Kutipan Dokumen

┄┄┄┄┄┄┄┄┄┄┄┄┄┄┄┄┄┄┄┄

Opini
Oleh Ali Thaufan Dwi Saputra (Direktur Program Institut Studi Strategi Indonesia, Peneliti Parameter Politik Indonesia) pada hari Senin, 10 Sep 2018 - 09:35:29 WIB
Bagikan Berita ini :

Partisipasi Civil Islam di Pilpres 2019

25Ali-Thaufan-Dwi-Saputra.jpg.jpg
Ali Thaufan DS (Sumber foto : Istimewa)

Dinamika pencalonan presiden-wakil presiden tidak hanya diperankan oleh elit partai politik. Kelompok civil juga memainkan peranannya mendukung calon presiden untuk Pemilu 2019. Partisipasi peran civil semakin meneguhkan demokrasi kita pascareformasi 1998.

Menjelang pendaftaran capres-cawapres, semua parpol disibukkan dengan lobi membangun koalisi: "siapa akan berpasangan dengan siapa?". Kandidat capres di Pemilu 2019 masih wajah lama (seperti Pemilu 2014) yaitu Joko Widodo dan Prabowo Subianto. Keduanya dibuat "bingung" memilih pasangan sebagai cawapres. Kegalauan kedua pasangan ini adalah antara memilih pasangan cawapres dari parpol atau tokoh di luar parpol. Di tengah kegalauan kedua bakal calon itu, civil society menawarkan capres-cawapres alternatif. Peran civil ini antaranya muncul dari kelompok Islam.

Menjelang pendaftaran capres 2019 penulis mencermati beberapa peran civil Islam dalam menawarkan dan mengusulkan kandidat yang layak diusung parpol. Peran civil ini seperti yang dilakukan oleh Presidium Alumni 212, yaitu sebuah gerakan yang muncul pada tahun 2017 menuntut penegakan hukum terhadap Basuki T. Purnama (Ahok) atas dugaan penodaan agama. Pada 29 Mei 2018, PA 212 menggelar Rapat Koordinasi Nasional di Jakarta, dan salah satu hasil kesimpulannya adalah mengajukan nama-nama capres-cawapres.

Nama yang direkomendasikan sebagai capres oleh PA 212 adalah: Habib Rizieq Syihab (Imam FPI), Prabowo Subianto (Ketum Gerindra), Tuan Guru Bajang (Kader Partai Demokrat/Gubernur NTB), Yusril Ihza Mahendra (Ketum PBB), serta Zulkifli Hasan (Ketum PAN). Sedangkan nama yang direkomendasikan sebagai cawapres adalah: Ahmad Heryawan (PKS), Hidayat Nur Wahid (PKS), Yusri Ihza Mahendra (Ketum PBB), Anies Matta (PKS), Zulkifli Hasan (Ketum PAN), Eggi Sudjana (Tokoh Islam), Ustadz Bachtiar Nasir (Dai/Penceramah), Prabowo Subianto (Ketum Gerindra), dan Anies Baswedan (Gubernur Jakarta).

┄┄┄┄┄┄┄┄┄┄┄┄┄┄┄┄┄┄┄┄

Petunjuk Tugas
Jawablah pertanyaan berikut berdasarkan artikel opini di atas.
1. Siapa dua kandidat capres Pemilu 2019 yang disebut dalam artikel opini tersebut?
2. Pada tanggal berapa PA 212 menggelar Rapat Koordinasi Nasional di Jakarta?
3. Jabatan apa yang dicantumkan untuk Anies Baswedan dalam daftar nama yang direkomendasikan sebagai cawapres?

Data Tersedia
┄┄┄┄┄┄┄┄┄┄┄┄┄┄┄┄┄┄┄┄

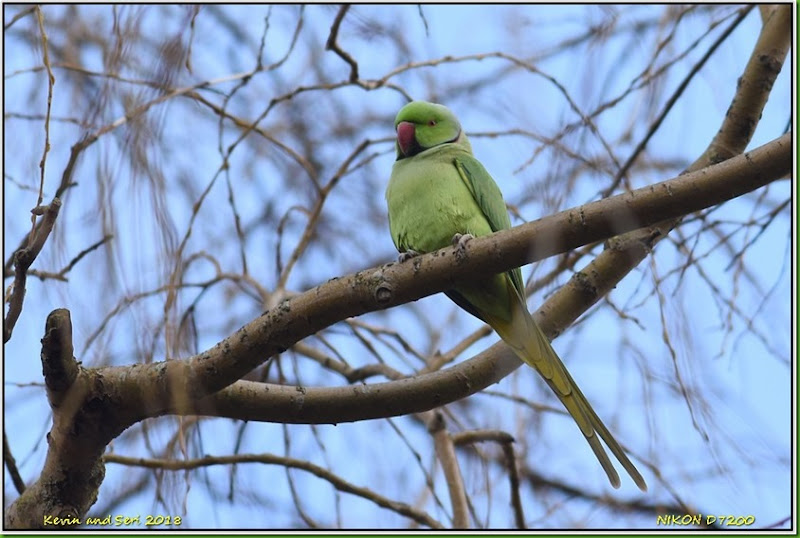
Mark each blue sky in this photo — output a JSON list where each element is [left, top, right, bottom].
[[3, 5, 793, 527]]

┄┄┄┄┄┄┄┄┄┄┄┄┄┄┄┄┄┄┄┄

Hasil Akhir
1. Joko Widodo dan Prabowo Subianto.
2. 29 Mei 2018.
3. Gubernur Jakarta.